Job a:
In the listing, copy out the lines exactly, beginning at the line that contains "Thanks for the photo. Could you please mark the brown" and stopping after the line that contains "(1009, 626)".

Source text:
▼

Way back in 1999, my husband went sailing across the Atlantic for eight weeks on the Atlantic Rally Cruise race. It was November and the evenings were long and dark, and I found myself sitting at home on my own, I had no children then, but I had an idea for a book. It was called The Poison Tree and was based loosely on the poem of the same name by William Blake, one of my favourite poets and coincidentally my now pen-namesake. I started to write it long-hand as I didn’t have a computer at home, going into the office in the evenings and at the weekends to transfer it to the screen. Like all first time writers, I was completely convinced it would be a bestseller. It wasn’t. I had made every rookie writing mistake possible, and on top of that, I sent it out the moment the last full stop went down. Thankfully, it was rejected by every publishing house I sent it to, all over the world. But the bug had truly bitten and I took the advice of a great friend, author Sarah Webb who told me to “just keep writing”.
So I did.
The ideas for novels arrive in a myriad of ways. Some take years to form, some come in a flash, others float into my head as disconnected parts and I have to write my way into the story to find out what it’s really about. As writers we hear snippets of conversation or read something in the paper and the germ of an idea forms. One ‘light bulb’ moment bounces off another, and then another, and then the story grows. Stephen King talks about a great story being the collision of two unrelated ideas, and this is the key, story is the synergy created when those ideas meet.
Four (unpublished) books later, the ‘unrelated ideas’ that fed what was to become my debut novel, Little Bones, collided one sunny Sunday afternoon as I was driving back from a Readers Day that Sarah Webb and I had programmed at a hotel in Dublin Airport. I had spent the day listening to internationally successful novelists discuss process and as I got into the car, I switched on the radio to a documentary about Kerry-born playwright, George Fitzmaurice. Fitzmaurice is best remembered for a play The Country Dressmaker staged by the Abbey Theatre in 1907. It saved the fortunes of the theatre but despite its success, Fitzmaurice died destitute in a room in Capel Street, aged 86. He had no will and few personal belongings, but on his bed lay an old suitcase containing a copy of every play he had ever published. That suitcase caused the collision of ideas which resulted in a bestselling novel.

▲

Extracted data:

▼

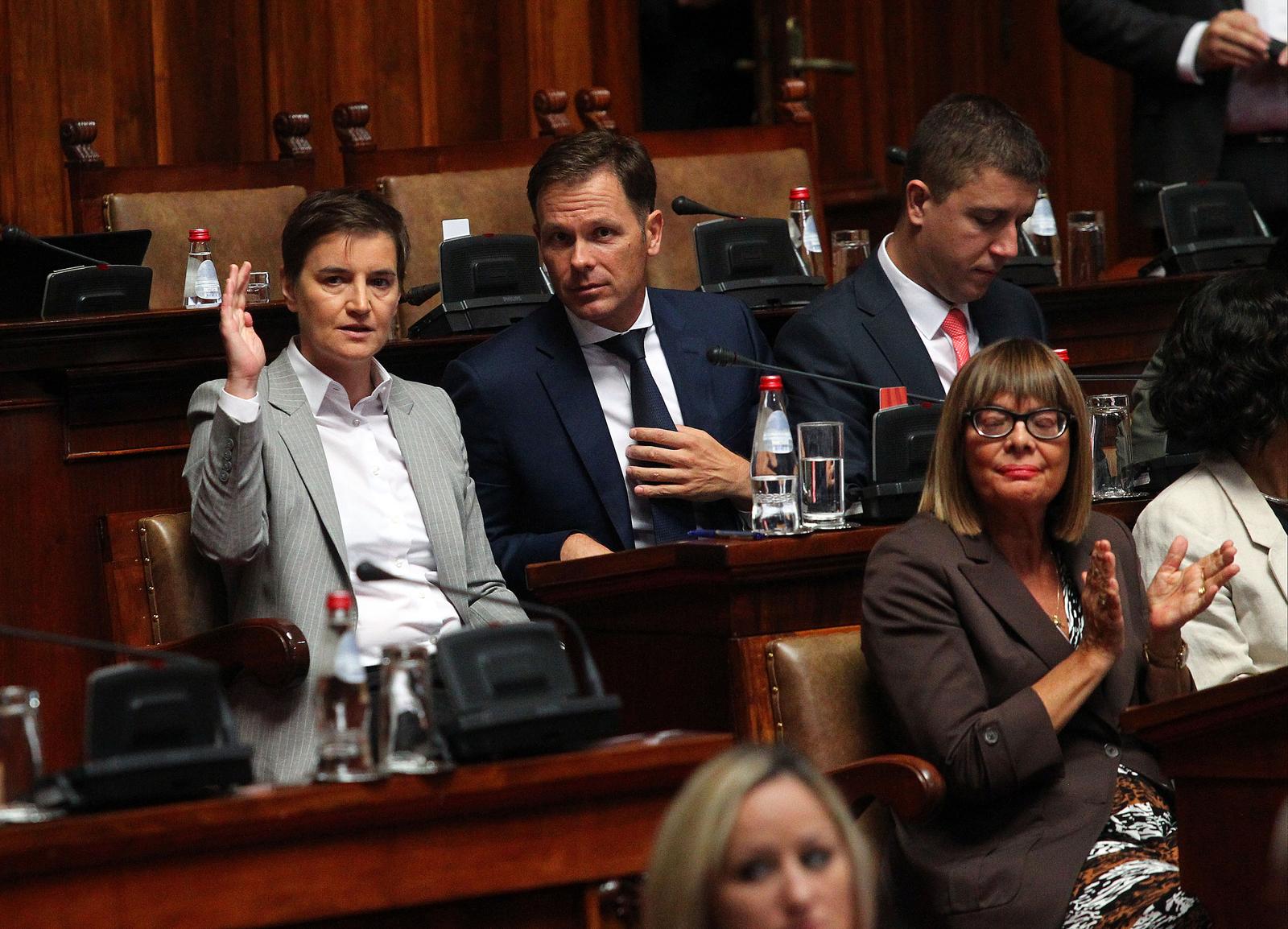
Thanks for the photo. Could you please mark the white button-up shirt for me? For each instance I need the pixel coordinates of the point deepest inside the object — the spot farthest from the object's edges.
(927, 313)
(379, 513)
(612, 378)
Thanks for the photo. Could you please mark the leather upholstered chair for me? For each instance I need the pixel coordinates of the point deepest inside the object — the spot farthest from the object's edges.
(824, 705)
(242, 204)
(164, 594)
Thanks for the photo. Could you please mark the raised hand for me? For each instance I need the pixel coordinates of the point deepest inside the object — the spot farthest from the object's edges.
(1233, 39)
(242, 345)
(1176, 594)
(688, 464)
(1101, 606)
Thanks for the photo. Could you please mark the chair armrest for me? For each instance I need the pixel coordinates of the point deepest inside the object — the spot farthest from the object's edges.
(911, 787)
(274, 652)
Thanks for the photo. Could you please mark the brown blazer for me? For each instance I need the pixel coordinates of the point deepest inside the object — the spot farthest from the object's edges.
(955, 642)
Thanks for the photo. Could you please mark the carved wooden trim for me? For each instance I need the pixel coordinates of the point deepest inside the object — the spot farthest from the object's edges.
(291, 132)
(551, 109)
(792, 105)
(592, 105)
(351, 126)
(620, 902)
(77, 141)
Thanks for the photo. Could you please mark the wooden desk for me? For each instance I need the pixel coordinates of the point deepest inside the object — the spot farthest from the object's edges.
(522, 843)
(92, 416)
(1227, 750)
(679, 632)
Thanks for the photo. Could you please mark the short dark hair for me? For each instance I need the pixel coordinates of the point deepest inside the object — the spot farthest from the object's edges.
(576, 158)
(1224, 383)
(964, 134)
(347, 209)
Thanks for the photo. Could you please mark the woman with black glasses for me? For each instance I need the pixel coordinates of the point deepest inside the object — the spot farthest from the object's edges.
(1009, 626)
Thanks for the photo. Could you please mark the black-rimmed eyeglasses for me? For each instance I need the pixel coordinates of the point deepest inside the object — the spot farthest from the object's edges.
(996, 422)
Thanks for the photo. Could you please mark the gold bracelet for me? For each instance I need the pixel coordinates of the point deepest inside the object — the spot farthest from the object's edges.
(1172, 663)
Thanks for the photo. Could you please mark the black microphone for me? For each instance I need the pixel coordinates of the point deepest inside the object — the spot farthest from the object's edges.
(683, 206)
(418, 295)
(727, 357)
(366, 571)
(98, 646)
(13, 233)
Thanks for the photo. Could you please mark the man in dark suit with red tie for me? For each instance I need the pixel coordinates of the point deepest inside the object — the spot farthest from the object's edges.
(597, 424)
(931, 296)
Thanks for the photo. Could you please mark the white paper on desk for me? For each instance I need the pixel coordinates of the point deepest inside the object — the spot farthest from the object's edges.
(455, 229)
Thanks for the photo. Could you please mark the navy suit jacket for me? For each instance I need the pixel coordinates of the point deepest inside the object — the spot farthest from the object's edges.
(1176, 128)
(860, 330)
(539, 448)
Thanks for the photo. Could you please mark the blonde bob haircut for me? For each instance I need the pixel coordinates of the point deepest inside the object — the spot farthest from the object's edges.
(1024, 370)
(689, 852)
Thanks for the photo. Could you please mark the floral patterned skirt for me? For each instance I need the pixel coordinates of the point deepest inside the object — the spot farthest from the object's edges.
(1131, 879)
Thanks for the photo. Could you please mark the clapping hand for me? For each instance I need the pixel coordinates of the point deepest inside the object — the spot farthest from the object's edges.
(1176, 594)
(242, 345)
(1101, 606)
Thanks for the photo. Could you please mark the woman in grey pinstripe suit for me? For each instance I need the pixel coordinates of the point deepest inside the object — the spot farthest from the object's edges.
(302, 468)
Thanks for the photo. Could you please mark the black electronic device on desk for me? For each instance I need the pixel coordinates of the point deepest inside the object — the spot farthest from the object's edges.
(96, 272)
(749, 258)
(902, 440)
(155, 732)
(489, 283)
(753, 261)
(1210, 225)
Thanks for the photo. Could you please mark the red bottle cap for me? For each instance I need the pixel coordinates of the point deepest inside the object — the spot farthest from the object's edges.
(894, 396)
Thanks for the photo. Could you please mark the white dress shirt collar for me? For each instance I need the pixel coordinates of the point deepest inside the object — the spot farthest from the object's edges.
(316, 384)
(927, 313)
(592, 332)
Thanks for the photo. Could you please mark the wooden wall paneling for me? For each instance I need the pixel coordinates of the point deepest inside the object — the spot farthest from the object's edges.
(8, 164)
(298, 51)
(197, 88)
(427, 72)
(34, 114)
(615, 38)
(558, 52)
(470, 68)
(254, 116)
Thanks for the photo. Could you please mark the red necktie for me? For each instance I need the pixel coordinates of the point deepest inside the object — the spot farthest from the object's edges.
(955, 328)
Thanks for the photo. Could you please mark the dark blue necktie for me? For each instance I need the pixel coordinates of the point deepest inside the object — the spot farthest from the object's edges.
(671, 518)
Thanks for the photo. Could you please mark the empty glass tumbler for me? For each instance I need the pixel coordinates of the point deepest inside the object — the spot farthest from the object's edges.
(409, 741)
(1111, 444)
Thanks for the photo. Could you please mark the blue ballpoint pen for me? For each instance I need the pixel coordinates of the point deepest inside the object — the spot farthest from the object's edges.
(725, 534)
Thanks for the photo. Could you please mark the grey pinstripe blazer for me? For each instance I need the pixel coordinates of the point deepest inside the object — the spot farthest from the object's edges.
(264, 510)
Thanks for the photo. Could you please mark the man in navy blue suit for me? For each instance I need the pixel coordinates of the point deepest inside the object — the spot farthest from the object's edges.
(914, 312)
(597, 424)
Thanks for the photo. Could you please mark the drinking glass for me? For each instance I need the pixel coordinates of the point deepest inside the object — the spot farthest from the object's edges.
(409, 741)
(257, 287)
(1086, 246)
(849, 250)
(822, 463)
(1111, 446)
(19, 755)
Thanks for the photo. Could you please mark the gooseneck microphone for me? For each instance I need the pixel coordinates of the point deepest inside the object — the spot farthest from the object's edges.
(13, 233)
(727, 357)
(683, 206)
(366, 571)
(97, 646)
(418, 295)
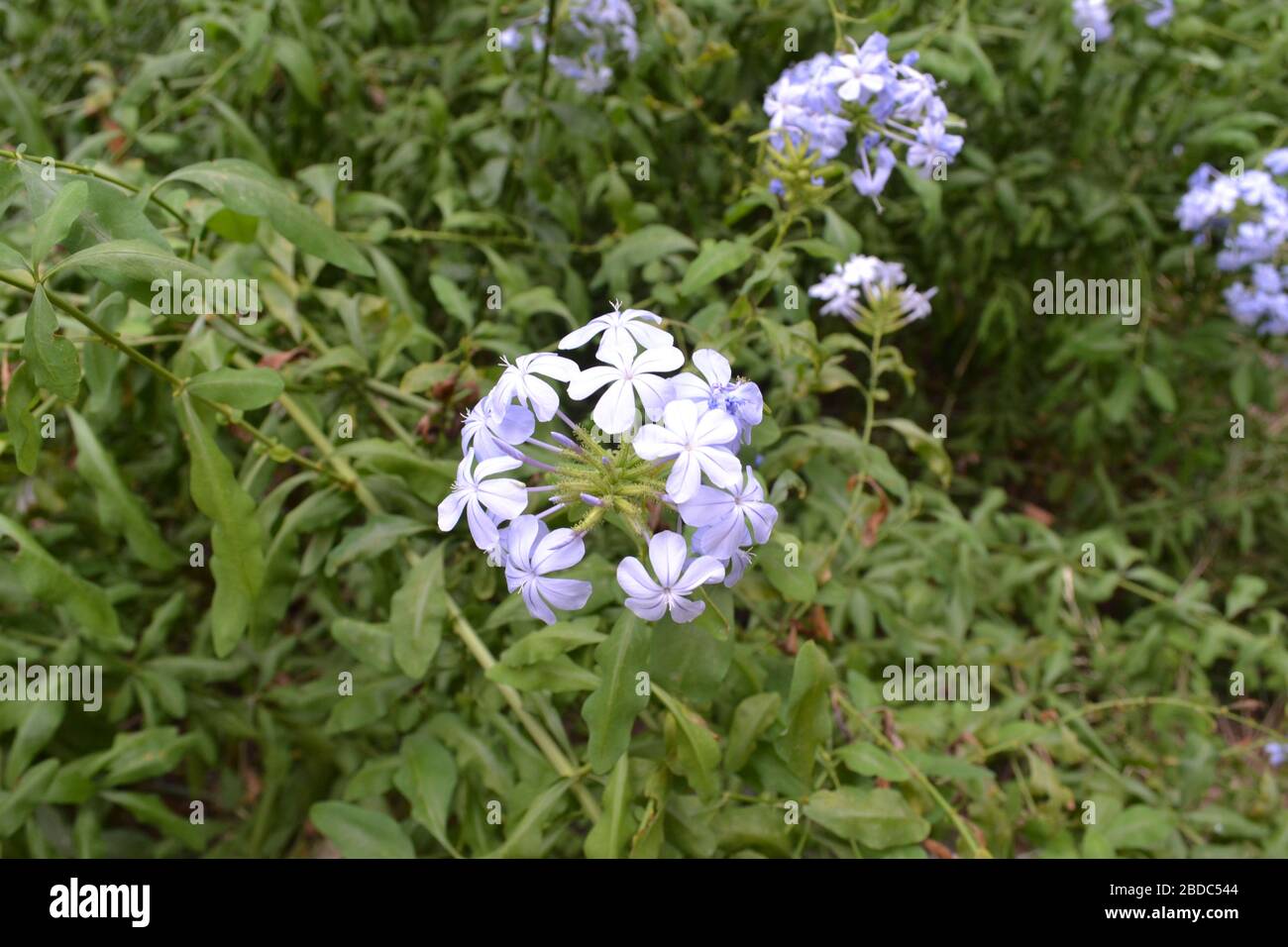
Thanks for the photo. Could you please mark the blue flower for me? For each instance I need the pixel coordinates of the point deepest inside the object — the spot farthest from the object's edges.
(1093, 14)
(1159, 13)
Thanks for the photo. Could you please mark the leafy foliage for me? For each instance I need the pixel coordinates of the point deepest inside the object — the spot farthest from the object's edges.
(235, 517)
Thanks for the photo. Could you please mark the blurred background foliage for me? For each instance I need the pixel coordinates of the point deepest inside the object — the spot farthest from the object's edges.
(1111, 682)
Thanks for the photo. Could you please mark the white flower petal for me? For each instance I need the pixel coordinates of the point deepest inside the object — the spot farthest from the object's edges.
(482, 527)
(614, 411)
(655, 393)
(719, 466)
(700, 571)
(648, 608)
(561, 551)
(655, 442)
(450, 509)
(591, 380)
(664, 359)
(536, 605)
(649, 337)
(690, 386)
(683, 611)
(716, 428)
(566, 594)
(707, 506)
(686, 476)
(580, 337)
(668, 552)
(713, 367)
(635, 579)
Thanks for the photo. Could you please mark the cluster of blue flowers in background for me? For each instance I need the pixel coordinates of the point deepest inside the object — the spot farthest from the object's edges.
(887, 105)
(595, 29)
(1248, 213)
(1095, 16)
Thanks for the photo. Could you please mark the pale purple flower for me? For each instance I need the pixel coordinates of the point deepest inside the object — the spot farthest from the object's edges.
(739, 399)
(476, 495)
(621, 329)
(532, 553)
(677, 579)
(932, 145)
(696, 437)
(729, 518)
(487, 432)
(626, 377)
(519, 381)
(1159, 13)
(1093, 14)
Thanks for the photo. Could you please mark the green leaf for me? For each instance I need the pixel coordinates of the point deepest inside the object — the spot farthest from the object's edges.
(370, 642)
(240, 388)
(360, 832)
(53, 360)
(237, 553)
(43, 577)
(697, 754)
(809, 710)
(524, 840)
(151, 810)
(716, 260)
(428, 779)
(24, 431)
(610, 710)
(925, 446)
(58, 218)
(417, 613)
(877, 818)
(1158, 388)
(1140, 827)
(249, 189)
(119, 509)
(377, 535)
(553, 641)
(1244, 592)
(795, 582)
(136, 261)
(452, 300)
(636, 249)
(37, 729)
(558, 676)
(752, 716)
(16, 806)
(872, 761)
(612, 831)
(294, 56)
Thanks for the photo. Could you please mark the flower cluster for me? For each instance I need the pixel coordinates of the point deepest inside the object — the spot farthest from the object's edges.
(815, 105)
(1095, 16)
(867, 290)
(1248, 213)
(682, 464)
(593, 27)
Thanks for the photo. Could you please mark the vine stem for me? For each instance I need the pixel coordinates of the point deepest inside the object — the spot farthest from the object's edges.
(93, 172)
(463, 628)
(958, 822)
(548, 746)
(175, 381)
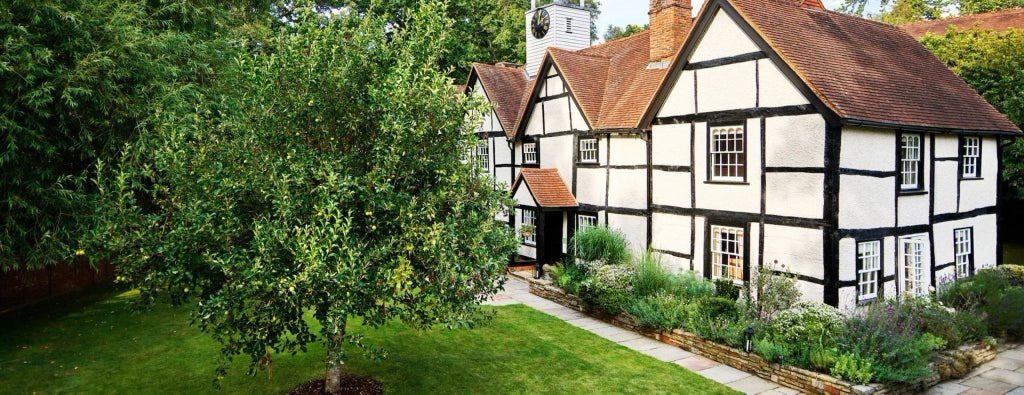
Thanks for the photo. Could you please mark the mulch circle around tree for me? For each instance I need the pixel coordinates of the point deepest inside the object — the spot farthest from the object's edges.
(350, 385)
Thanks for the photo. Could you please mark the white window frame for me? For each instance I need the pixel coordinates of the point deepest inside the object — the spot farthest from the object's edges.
(727, 154)
(964, 251)
(868, 269)
(529, 154)
(588, 150)
(910, 154)
(971, 157)
(911, 265)
(727, 253)
(528, 217)
(482, 156)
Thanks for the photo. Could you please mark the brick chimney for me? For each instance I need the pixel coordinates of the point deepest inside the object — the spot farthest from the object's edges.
(670, 23)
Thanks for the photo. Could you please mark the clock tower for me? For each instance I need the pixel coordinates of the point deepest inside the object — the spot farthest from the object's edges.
(559, 24)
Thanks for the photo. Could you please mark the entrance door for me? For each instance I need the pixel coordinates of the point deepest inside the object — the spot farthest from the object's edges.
(552, 236)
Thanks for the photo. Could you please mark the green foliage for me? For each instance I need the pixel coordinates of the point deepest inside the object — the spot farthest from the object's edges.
(853, 367)
(650, 276)
(776, 292)
(724, 288)
(598, 246)
(608, 290)
(614, 32)
(1014, 273)
(325, 176)
(663, 311)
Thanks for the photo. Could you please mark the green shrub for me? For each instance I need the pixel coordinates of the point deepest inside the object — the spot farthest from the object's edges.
(598, 246)
(663, 311)
(650, 277)
(888, 337)
(689, 287)
(852, 367)
(1005, 313)
(713, 318)
(807, 322)
(776, 292)
(609, 290)
(1014, 273)
(725, 289)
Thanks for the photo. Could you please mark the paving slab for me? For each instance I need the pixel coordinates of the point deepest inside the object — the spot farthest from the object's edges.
(642, 344)
(696, 363)
(947, 389)
(669, 353)
(753, 385)
(724, 374)
(1008, 377)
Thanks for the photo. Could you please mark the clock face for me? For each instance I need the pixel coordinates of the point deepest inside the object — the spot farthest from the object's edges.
(541, 23)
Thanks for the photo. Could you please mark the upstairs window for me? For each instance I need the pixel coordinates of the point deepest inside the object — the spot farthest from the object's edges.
(868, 267)
(727, 154)
(971, 157)
(482, 156)
(529, 154)
(964, 251)
(727, 253)
(588, 150)
(910, 159)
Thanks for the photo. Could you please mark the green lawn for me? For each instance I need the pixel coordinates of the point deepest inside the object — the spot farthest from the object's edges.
(92, 343)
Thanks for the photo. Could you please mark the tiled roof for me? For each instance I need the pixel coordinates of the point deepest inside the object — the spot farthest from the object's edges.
(610, 81)
(547, 186)
(999, 20)
(867, 72)
(505, 87)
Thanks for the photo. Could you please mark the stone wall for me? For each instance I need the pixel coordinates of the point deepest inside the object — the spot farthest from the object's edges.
(948, 364)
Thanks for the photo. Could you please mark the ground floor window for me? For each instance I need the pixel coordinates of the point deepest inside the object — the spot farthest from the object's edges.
(868, 267)
(964, 251)
(911, 265)
(727, 253)
(527, 223)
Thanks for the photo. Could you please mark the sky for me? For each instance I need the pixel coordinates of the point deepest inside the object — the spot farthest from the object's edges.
(623, 12)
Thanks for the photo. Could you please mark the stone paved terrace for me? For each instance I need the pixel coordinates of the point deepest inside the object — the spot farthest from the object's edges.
(1005, 375)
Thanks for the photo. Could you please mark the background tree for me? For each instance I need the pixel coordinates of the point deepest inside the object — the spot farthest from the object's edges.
(614, 32)
(324, 177)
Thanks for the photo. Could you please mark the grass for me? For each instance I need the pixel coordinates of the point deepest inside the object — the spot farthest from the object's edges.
(93, 343)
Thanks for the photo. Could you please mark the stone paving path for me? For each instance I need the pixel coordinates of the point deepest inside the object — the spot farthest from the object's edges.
(1005, 375)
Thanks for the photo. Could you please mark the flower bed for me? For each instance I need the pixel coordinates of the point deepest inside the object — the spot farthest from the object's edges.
(946, 364)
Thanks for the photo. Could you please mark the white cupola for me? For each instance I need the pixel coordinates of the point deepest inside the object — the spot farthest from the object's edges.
(559, 24)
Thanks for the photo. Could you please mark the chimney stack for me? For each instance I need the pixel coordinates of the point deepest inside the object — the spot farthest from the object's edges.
(670, 23)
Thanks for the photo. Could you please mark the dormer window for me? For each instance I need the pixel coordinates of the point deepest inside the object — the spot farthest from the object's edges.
(529, 154)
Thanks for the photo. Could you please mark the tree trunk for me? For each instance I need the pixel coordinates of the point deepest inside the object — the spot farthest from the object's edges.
(335, 351)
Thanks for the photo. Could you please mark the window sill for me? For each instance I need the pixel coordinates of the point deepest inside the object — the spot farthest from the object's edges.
(727, 182)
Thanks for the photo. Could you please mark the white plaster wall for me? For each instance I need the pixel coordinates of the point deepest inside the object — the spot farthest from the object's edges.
(795, 194)
(798, 249)
(635, 229)
(628, 188)
(727, 87)
(628, 150)
(946, 145)
(865, 148)
(671, 144)
(776, 90)
(913, 209)
(946, 178)
(671, 188)
(590, 186)
(981, 193)
(671, 232)
(723, 39)
(680, 100)
(865, 202)
(795, 141)
(729, 196)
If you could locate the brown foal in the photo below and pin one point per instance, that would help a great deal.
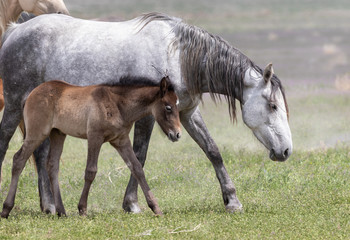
(99, 113)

▲

Job b:
Answer these questions from the text about writing novels:
(i) How long was the husband away sailing across the Atlantic?
(ii) Which theater staged The Country Dressmaker, and in what year?
(iii) What lay on George Fitzmaurice's bed when he died?

Final result a:
Thanks for the photo. Could you please mark the brown blazer for me? For each instance I need the pixel coordinates of the point deepest inside the object — the spot farthest from the object's edges.
(955, 642)
Thanks for the photo. Could you please mark the carved wooden trim for me? For each instance I need the pixel coordinates of the point deepest inside the object — the spot farthest from the object's edges.
(291, 132)
(551, 109)
(792, 105)
(592, 105)
(351, 126)
(620, 902)
(77, 141)
Thanks for the photo. Could you please mark the wooden desk for me? For each instance I need the pixel coordinates of the point deepest inside the object — the spot farthest from the object's edges.
(522, 843)
(92, 416)
(1227, 750)
(679, 632)
Thanks for the photo. Could you please mark the short dark hair for me? For each instance I need the pixel coordinates of the point deepest inside the object — the spot farthest from the object's edges.
(576, 158)
(1224, 383)
(964, 134)
(347, 209)
Thanks for the photo. Could you please mark the woman with black glasses for me? For each instance I need the pixel coordinates of the point deepest inside the object — the spot farthest from the object's edges.
(1009, 626)

Final result b:
(i) Eight weeks.
(ii) The Abbey Theatre, in 1907.
(iii) An old suitcase holding a copy of every play he had ever published.